● **EXERCISE INPUTS**:
++++++++
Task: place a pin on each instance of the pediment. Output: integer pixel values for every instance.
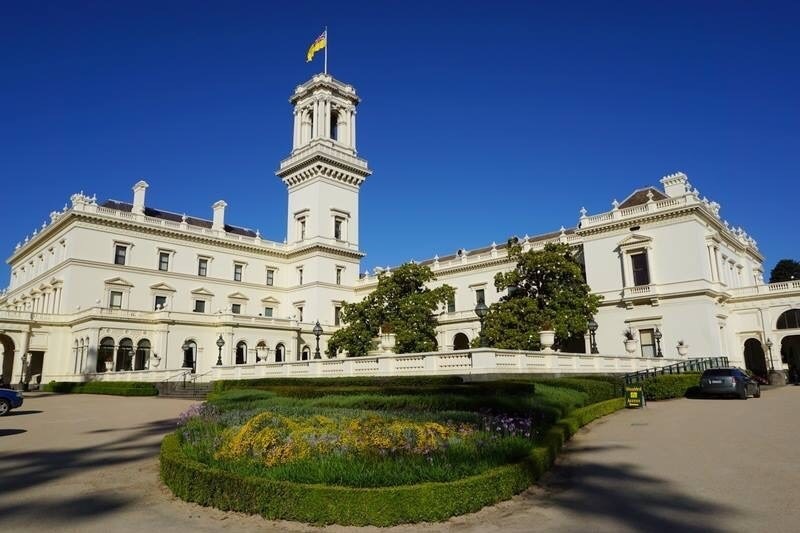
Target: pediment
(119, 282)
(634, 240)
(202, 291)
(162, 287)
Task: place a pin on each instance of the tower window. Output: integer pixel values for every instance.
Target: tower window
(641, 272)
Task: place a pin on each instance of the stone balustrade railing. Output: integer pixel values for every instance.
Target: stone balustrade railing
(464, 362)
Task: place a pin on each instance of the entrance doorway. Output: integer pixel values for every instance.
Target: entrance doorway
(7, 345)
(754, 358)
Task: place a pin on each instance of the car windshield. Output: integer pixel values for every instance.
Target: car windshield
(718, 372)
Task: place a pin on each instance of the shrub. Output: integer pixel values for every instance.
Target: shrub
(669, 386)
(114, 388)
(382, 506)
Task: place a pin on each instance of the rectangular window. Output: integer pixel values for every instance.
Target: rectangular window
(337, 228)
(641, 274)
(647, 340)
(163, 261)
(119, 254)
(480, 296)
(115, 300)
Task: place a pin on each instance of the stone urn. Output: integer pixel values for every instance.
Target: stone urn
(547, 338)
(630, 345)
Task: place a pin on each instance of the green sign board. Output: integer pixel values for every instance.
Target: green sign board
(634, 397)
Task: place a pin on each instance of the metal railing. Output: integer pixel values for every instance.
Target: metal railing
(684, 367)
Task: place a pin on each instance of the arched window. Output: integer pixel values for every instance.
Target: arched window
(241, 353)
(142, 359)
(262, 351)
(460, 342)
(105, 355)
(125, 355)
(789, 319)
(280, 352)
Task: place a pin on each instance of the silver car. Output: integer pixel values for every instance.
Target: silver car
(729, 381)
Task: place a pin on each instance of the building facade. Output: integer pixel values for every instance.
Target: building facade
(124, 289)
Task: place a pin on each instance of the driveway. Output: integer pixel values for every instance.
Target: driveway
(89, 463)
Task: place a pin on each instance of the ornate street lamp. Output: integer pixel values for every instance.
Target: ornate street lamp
++++++++
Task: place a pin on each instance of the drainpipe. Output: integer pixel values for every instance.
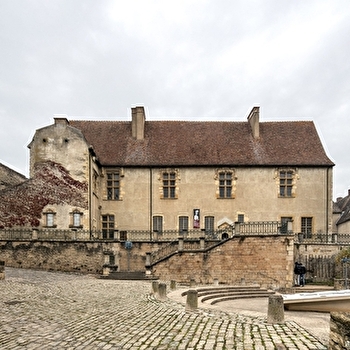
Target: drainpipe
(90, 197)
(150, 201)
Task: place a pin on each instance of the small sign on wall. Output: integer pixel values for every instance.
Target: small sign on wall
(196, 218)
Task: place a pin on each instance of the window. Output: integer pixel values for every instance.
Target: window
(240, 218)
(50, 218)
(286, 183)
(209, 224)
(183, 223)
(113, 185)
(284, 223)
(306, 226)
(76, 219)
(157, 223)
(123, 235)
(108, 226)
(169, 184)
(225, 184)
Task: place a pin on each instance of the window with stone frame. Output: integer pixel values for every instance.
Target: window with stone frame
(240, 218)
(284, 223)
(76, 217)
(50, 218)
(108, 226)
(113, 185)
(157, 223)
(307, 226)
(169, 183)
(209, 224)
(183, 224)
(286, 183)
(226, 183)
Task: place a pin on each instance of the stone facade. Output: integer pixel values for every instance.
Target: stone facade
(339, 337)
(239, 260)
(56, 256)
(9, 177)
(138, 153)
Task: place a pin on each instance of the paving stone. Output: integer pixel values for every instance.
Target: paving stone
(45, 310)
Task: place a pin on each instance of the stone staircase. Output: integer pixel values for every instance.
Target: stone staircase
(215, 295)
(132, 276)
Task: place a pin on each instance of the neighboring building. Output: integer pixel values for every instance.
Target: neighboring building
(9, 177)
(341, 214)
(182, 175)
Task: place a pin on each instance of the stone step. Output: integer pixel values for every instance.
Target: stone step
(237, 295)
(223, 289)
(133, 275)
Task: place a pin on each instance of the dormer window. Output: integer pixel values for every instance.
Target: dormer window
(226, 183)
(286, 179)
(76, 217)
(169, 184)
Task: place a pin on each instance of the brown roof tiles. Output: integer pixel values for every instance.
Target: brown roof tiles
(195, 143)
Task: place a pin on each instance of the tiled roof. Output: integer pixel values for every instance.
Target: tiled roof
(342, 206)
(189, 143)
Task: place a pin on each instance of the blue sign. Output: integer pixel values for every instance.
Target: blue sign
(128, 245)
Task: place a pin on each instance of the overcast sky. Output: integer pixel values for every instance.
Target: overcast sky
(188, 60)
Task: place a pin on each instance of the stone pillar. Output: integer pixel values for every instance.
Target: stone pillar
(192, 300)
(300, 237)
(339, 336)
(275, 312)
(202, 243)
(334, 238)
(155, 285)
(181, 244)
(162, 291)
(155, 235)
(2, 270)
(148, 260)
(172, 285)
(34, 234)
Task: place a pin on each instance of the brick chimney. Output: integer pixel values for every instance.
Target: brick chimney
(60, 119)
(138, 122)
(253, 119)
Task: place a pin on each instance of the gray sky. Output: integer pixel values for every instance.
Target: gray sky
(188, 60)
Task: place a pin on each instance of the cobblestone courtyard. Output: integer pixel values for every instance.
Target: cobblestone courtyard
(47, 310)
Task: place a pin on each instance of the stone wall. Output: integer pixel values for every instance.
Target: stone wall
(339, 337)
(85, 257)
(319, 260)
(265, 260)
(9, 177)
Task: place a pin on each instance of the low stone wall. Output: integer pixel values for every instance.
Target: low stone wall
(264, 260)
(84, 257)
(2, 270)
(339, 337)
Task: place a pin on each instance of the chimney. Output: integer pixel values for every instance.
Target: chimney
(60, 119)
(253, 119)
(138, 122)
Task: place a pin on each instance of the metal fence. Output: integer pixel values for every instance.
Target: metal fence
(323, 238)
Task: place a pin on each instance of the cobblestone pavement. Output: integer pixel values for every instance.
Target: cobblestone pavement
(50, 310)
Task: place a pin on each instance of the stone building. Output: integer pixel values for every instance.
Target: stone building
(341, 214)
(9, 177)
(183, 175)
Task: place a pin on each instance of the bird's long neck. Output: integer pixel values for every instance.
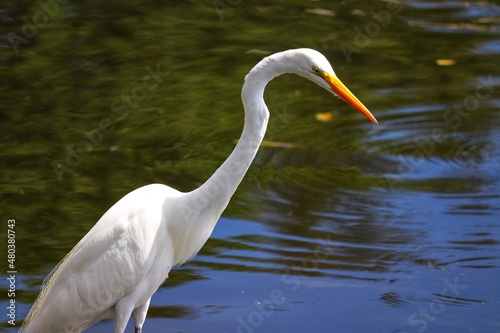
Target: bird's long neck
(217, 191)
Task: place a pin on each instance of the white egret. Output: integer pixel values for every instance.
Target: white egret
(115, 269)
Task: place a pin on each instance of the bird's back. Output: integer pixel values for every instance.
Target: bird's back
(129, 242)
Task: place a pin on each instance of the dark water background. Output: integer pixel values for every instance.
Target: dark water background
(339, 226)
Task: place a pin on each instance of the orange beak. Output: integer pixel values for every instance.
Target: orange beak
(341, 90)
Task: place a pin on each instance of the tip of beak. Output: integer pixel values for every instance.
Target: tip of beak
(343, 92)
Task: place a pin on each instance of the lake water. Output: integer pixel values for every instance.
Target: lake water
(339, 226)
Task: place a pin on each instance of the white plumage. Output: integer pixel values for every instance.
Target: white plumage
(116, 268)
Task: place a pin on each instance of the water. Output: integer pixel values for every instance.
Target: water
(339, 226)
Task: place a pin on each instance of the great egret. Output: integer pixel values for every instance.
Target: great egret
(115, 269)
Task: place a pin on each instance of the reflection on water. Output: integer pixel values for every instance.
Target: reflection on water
++++++++
● **WHAT TO WORK ON**:
Please give again the lines above between the line holding "Target: great egret" and the line holding "Target: reflection on water", inclusive, exactly as they are and with nothing added.

● **EXERCISE OUTPUT**:
Target: great egret
(115, 269)
Task: place a pin on each instance of the reflection on water. Output: integer pixel values for every instance.
Target: reflection on water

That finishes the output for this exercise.